Output the records again verbatim.
☆ ☆ ☆ ☆ ☆
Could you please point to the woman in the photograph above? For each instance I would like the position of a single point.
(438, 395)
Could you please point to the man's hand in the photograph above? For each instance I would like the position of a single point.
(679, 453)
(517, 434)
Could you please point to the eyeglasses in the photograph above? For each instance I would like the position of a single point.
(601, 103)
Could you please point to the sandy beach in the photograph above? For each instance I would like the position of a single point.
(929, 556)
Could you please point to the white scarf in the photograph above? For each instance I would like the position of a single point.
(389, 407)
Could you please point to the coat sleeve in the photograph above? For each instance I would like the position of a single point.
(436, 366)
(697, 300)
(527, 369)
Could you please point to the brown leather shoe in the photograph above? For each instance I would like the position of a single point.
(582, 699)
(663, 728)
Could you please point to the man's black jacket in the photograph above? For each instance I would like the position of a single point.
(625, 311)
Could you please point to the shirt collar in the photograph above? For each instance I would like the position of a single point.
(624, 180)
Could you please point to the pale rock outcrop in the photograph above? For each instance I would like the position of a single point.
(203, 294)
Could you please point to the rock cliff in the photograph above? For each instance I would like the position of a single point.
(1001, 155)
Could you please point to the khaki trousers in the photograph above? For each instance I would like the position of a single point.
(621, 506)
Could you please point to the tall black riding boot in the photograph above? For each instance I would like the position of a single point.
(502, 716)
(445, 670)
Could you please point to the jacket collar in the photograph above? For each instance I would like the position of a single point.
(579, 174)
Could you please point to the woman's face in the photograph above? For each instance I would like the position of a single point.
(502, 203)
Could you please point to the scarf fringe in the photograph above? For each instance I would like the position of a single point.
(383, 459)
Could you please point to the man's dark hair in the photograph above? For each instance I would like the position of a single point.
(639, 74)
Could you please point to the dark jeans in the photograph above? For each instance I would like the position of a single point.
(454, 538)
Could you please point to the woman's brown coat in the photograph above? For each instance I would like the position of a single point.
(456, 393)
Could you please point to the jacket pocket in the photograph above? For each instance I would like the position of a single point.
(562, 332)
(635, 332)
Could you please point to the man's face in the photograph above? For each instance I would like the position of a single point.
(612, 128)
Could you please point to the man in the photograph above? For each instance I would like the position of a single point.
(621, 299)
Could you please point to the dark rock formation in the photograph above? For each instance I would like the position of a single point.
☆ ☆ ☆ ☆ ☆
• ANSWER SPACE:
Could you please point to the woman in the photograph above? For each instance I would like the position of a single point.
(438, 395)
Could you please point to the man's hand in the photograph above? For each instance I would like the position of a single point.
(679, 453)
(517, 434)
Could you please point to the eyeglasses in the photograph above? For each instance I would like the position of a single point.
(601, 103)
Could you please point to the sandy beach in the photograph above? For each instance I would like the position of a single point.
(929, 556)
Could you please point to the white scarf in the photograph above? For each instance I would like the position of a single point.
(389, 407)
Could you please point to the coat sleeve in the photograph above? For each instance I would like the position of a single point.
(436, 366)
(697, 300)
(527, 369)
Could you please point to the brown leather shoe in the photograph above? For each instance I would like the position of a single point.
(582, 699)
(663, 728)
Could you please point to the man's black jacket in the photograph above? For each instance I would like the position of a single point.
(625, 311)
Could you please point to the shirt collar in the photograph above? For each instance I would like the position of a single point.
(624, 180)
Could you please point to the pale rock outcrop in the photograph above? For each instance I would like the position of a single point.
(203, 294)
Could you please point to the rock cliff in the photograph above? For each instance I would like the position of a single point.
(1001, 155)
Could you please point to the khaki trousers in the photograph above? For each instance I would like the position of a single point.
(621, 506)
Could you please point to the tall black riding boot in the photograph above? For each instance I would like the position of a single point.
(502, 716)
(445, 670)
Could you please point to the jacket collar in the photograph above? For each instance I would like the position of a single point.
(579, 174)
Could you please point to the woman's face in the photograph above? For each instance I would like the position of a single point.
(502, 203)
Could you please point to the scarf fringe in the photograph above? For each instance I would like the position of a single point.
(383, 459)
Could you please point to the man's dark hair in the photograph above? For each instance I would like the position of a single point.
(639, 74)
Could you please point to the dark jeans in the photograph above? For each instance I would like the position of a single point.
(454, 538)
Could you please point to the woman's brown coat in the photograph above? For each instance I would like the position of a single point.
(456, 393)
Could you please point to the jacket pocket in the photograph above? For each instance I would like the position of a single point.
(562, 332)
(635, 332)
Could you please point to the man's face in the photograph above? For each instance I would like the position of a single point.
(612, 128)
Could you please point to the man in the photograph above? For each instance I would like the position of a single point.
(621, 299)
Could you please point to the dark rock formation in the photograph above? For each instance I would like the position of a single point.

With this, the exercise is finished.